▶ _ページ本文_:
● ● ●

2013/06/15

イタい写真

わたしのFacebook上の友人のほとんどはビルマの人で,それは別にいいのだけど,これらの人々は,その置かれている社会状況と,情報リテラシー,特に写真に対する考え方が,日本社会のそれとは異なるので,ときどき実に困ったことが起きる。

いわゆる「閲覧注意」な画像を平気でニュースフィードに乗せるのだ。しかもまったくの善意から。

この善意には,わたしが見るところ,2つのタイプがある。

ひとつは悲惨な画像でビルマの現状に関して注意を喚起しようとするものだ。これはだいたい3つの意図が含まれている。

①ビルマ政府の悪行を広く訴えようという意図。

②ビルマ社会において正義の遂行を求める意図。

③ビルマ社会の不公平さや貧困を訴える意図。

その結果,砲撃で殺されたカチン人民間人の写真,宗教的対立により惨殺された人の写真,災害で亡くなった人々の写真がわたしのニュースフィードに流されることになる。

● ● ●

▶ _データ抜粋_:

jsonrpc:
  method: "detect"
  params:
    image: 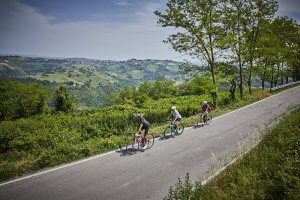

● ● ●

▶ _課題_: ページ本文によると、筆者のFacebookでときどき実に困ったことが起きるのはなぜですか？

▶ _解答_: 筆者のFacebook上の友人のほとんどはビルマの人です。その人々は置かれている社会状況や情報リテラシー、特に写真に対する考え方が日本社会とは異なります。そのため「閲覧注意」な画像を、まったくの善意から平気でニュースフィードに載せるからです。